Work to be completed: What follows is a listing to be transcribed exactly.

Data for this task:
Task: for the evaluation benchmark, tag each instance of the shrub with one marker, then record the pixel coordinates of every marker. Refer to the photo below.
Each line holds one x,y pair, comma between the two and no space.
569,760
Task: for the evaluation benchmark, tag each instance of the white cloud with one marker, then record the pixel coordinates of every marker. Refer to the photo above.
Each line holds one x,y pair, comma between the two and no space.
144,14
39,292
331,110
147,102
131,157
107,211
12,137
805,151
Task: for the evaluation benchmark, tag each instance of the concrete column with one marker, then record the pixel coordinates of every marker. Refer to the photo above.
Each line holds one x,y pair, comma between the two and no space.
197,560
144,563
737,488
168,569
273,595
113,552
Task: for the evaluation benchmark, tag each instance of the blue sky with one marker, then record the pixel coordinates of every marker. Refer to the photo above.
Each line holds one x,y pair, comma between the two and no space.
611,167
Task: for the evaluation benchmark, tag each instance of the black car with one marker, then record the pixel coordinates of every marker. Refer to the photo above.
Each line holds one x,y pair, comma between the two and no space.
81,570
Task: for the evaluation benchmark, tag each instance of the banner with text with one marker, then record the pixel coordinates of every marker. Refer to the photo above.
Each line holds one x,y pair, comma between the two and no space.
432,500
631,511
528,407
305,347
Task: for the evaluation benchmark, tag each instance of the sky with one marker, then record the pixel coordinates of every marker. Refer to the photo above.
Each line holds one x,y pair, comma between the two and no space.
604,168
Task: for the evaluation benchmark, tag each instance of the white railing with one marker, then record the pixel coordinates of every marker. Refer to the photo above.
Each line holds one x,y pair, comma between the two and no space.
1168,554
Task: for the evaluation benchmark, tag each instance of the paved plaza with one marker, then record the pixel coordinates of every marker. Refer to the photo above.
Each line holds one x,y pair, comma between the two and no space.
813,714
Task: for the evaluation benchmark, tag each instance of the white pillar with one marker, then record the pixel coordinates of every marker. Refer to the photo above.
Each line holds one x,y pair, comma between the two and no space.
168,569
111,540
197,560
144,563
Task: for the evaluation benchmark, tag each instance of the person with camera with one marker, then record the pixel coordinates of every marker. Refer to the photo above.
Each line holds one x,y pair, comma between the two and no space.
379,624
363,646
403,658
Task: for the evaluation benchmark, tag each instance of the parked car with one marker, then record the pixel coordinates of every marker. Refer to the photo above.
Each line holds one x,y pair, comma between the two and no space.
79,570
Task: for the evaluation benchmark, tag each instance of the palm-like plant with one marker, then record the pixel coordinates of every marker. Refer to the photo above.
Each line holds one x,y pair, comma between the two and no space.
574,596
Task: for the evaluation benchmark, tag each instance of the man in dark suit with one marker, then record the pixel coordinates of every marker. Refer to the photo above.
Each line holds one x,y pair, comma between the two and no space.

Response below:
Task: for the evaluation benchmark, tag each instance of the shrub with one marker, then record the pixel coordinates of every marker. Refer to the photo below.
Each line holds one x,y pair, comma between the two and no space.
569,760
Task: for the evaluation benchmark, tag each instance of the white cloud with one marker, then record the pixel coordinates of every marker. Refer to the photo above.
Each line holds one x,y pair, comma between the two and no space.
144,14
39,292
331,110
147,102
131,157
107,211
12,137
805,151
Task: for the evaluation benchmark, tag each instance of the concrete column with one marker, then record the pixel coordinates of every marker. Refer to the photo above.
Each line holds one x,y pair, comma between the two and no space.
197,560
144,563
737,488
168,569
273,595
113,552
Task: for the evaluation benchmark, tag each instance of the blue sky with one marker, then record the pixel coordinates of every marker. Refer to the photo above.
Each line holds one x,y pair, comma between the two and no space.
611,167
Task: for the evaluation benchmark, tag each instance of the black car with one marker, then record the pixel coordinates of every marker. Refer to the photo above.
Each line holds one x,y pair, comma between the two and no space.
81,570
Task: for the evaluation benchmark, tag each instance of the banner with text with one marker, then record the pixel coordinates of every marker. Refer to the photo above.
Each line holds one x,y pair, comma between the two and no space.
432,500
631,511
528,407
305,347
Task: for the evaluation benchmark, tag each instance of the sky with one marker, then record the pixel coordinates of every marker. Refer to the photo above.
Each line holds one x,y pair, comma between the two and no space.
604,168
Task: for the evaluation benchmark, tag each instance of the white railing with one marker, then record the pixel coordinates of every marker. Refer to the photo above.
Each line holds one x,y pair, comma between the two and no space.
1168,554
Task: for the evaluation benchmark, tag each instance of the paved plaza with one marker, then record the pixel coordinates of every marker. Refer to the photo above.
Each line holds one x,y pair, comma between the two and no space.
813,714
Task: for the evaluation benchmark, tag each instance of the white pillar with one marker, then record the pixel coordinates of every marker. Refer to the photo above.
Each line holds one x,y pair, comma between the two and no space.
168,569
111,540
197,560
144,563
Task: for the evaluation benchmark, tag each instance of the person with camera with one marker, then record the pixel coordinates of every marker. Refer to the photo above.
Each line holds one x,y pair, comma between the two and no space.
379,624
363,646
403,658
Task: for the evaluation benchmark, tag each instance of the parked car with one marker, then record the pixel coordinates of every marker. Refer to the photo above.
Each line holds one x,y pair, comma between the two and no space.
79,570
Task: for the evaluation benchmark, tag each instance of the palm-like plant with one marker, then record the pixel coordinates of every marker. Refer to the photo above.
Each line holds one x,y pair, comma between the two and no space.
574,596
Task: for the evaluation benchmark, tag each instance of the man in dark suit with one marker, then record the pixel coordinates of every marker. Refer to the photo above.
Each line holds one x,y pair, comma between the two and no space.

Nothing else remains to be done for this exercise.